Begin DOCUMENT
And all I'm saying is that its a rip off for the prices the charge for a tiny bag that won't last a week!


----------



## foxylady

all i can comment on this thread is if you cant afford to own an animal why the hell buy one???

and why would you put on an open forum that you would want to throw you pet around, when you know your going to get slated.


----------



## cavy_gal

crofty said:


> There is always a reason a rabbit does this! Is he neutered??? I bet he's not is he. How big is his cage and does he go in a run everyday?
> 
> For goodness sake if you dont like him and not prepared to give him the proper care then let me help you rehome him to someone that will love him
> 
> You asked for advice, woodshaving will irrate his hocks now they are sore, if you are not going do whats best for him you shouldnt have him im afraid, its cruel to let him suffer for the sake of a few quid.


Yes thank you he IS neutered! Want a picture of the card saying he had been and the date from the vets?

Here you go:










Oh I like him, I just don't don't like the way he is. And no thank you, I've suffered his bad temper for long enough already, I can deal with it. He upsets me so much but I couldn't part with him.

How do you know he's suffering? You've never met him for him to tell you. And, funnily enough I know at least that much about my animals to know if they're in distress and in pain. Maybe it's the fact he's so grumpy and stomps so much that they're sore??? Shall I ask him and see what he says??


----------



## cavy_gal

crofty said:


> Yep newspaper is fine as long as they dont eat alot of it!  megazorb is the best i have found and cheap because im a poor nurse lol!
> 
> Cavy gal
> 
> Straw of hay is better than using woodshavings if you dont want to try megazorb, woodshavings really arent a great bedding for buns.
> 
> If you want advice on his behaviour i am only too happy to help, your comments do cause me concern though


He gets hay as a bedding and also as food so it's always in his hutch, I can't really help it if he'd rather use it as food than bedding...

My comments are my comments. I would never follow them through. I have in the past had some terrible troubles and while I was going through them, did abuse both my dog and my first guinea-pig. Please do not just take those things into account and judge me from them because I was severely depressed and in a right state of mind I would never have done them.

I'd like help with his behaviour but considering he's been like it all his life with me, I know he won't change so there's no point trying.


----------



## cavy_gal

Eolabeo said:


> I know wat cav is saying about prices...i can see her point there, but...ya suppose to take all this into account be4 ya buy a pet?
End DOCUMENT
◆ **SET OF TASKS**:
1) Write out the passage of the rabbit forum thread from "How do you know" up to and including "what he says??".
2) Answer these questions about the rabbit forum thread.
(a) Which bedding does crofty say is the best found so far?
(b) What does cavy_gal's rabbit get hay as?
(c) According to foxylady, who should not buy an animal?
3) Continue the rabbit forum thread from the point where it stops.
Begin DATASET EXTRACT
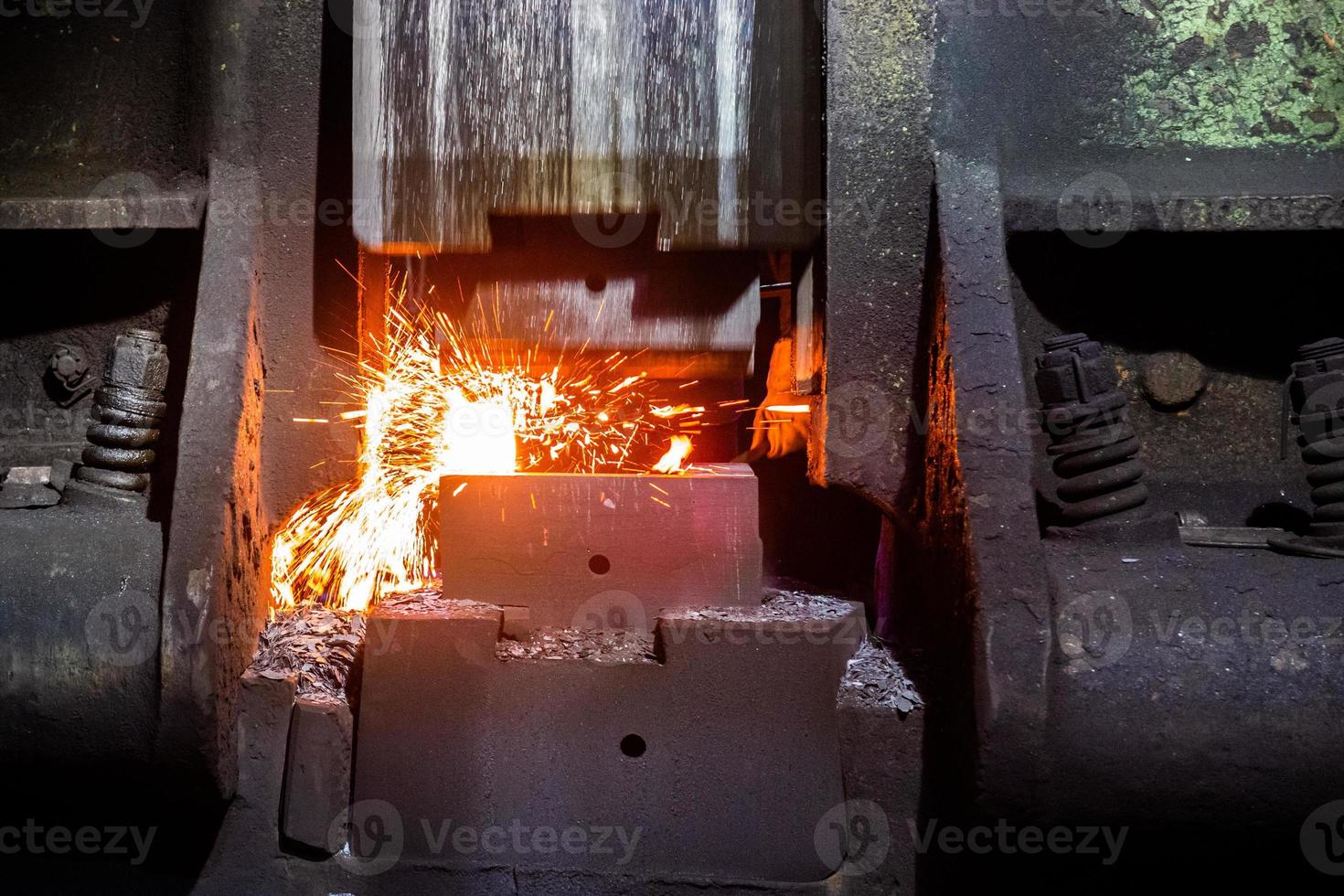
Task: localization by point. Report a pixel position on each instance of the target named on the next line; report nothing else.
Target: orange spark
(675, 460)
(443, 398)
End DATASET EXTRACT
◆ **RESPONSES FOR EACH TASK**:
1)
How do you know he's suffering? You've never met him for him to tell you. And, funnily enough I know at least that much about my animals to know if they're in distress and in pain. Maybe it's the fact he's so grumpy and stomps so much that they're sore??? Shall I ask him and see what he says??

2)
(a) Megazorb.
(b) Both bedding and food.
(c) Anyone who can't afford to own one.

3)
Thank you but my parents are old fashioned and wouldn't really allow me to have pets if I didn't know enough about them and if we didn't have enough money but thank you for your concern.

I didn't, however, know about this other bedding and so I don't know how big these bags are. If I can get it where I live and its in my opinion, a good price for the size of bag then I will continue using it.

I do know that a cat litter from Tesco is good for animals because its paper based, the only thing is I got a bag when I visited my gf last and forgot to bring it with me when I came home. It's only just dawned on me that I can get some there and try that out.


----------



## foxylady

im sorry but my kids wanted pets and it was my choice to allow them to have them, i dont expect them to pay for the up keep of them (i will pay for that)
all they have to do is clean and take care of them.


----------



## Vixie

cavy_gal said:


> My comments are my comments. I would never follow them through. I have in the past had some terrible troubles and while I was going through them, did abuse both my dog and my first guinea-pig. Please do not just take those things into account and judge me from them because I was severely depressed and in a right state of mind I would never have done them.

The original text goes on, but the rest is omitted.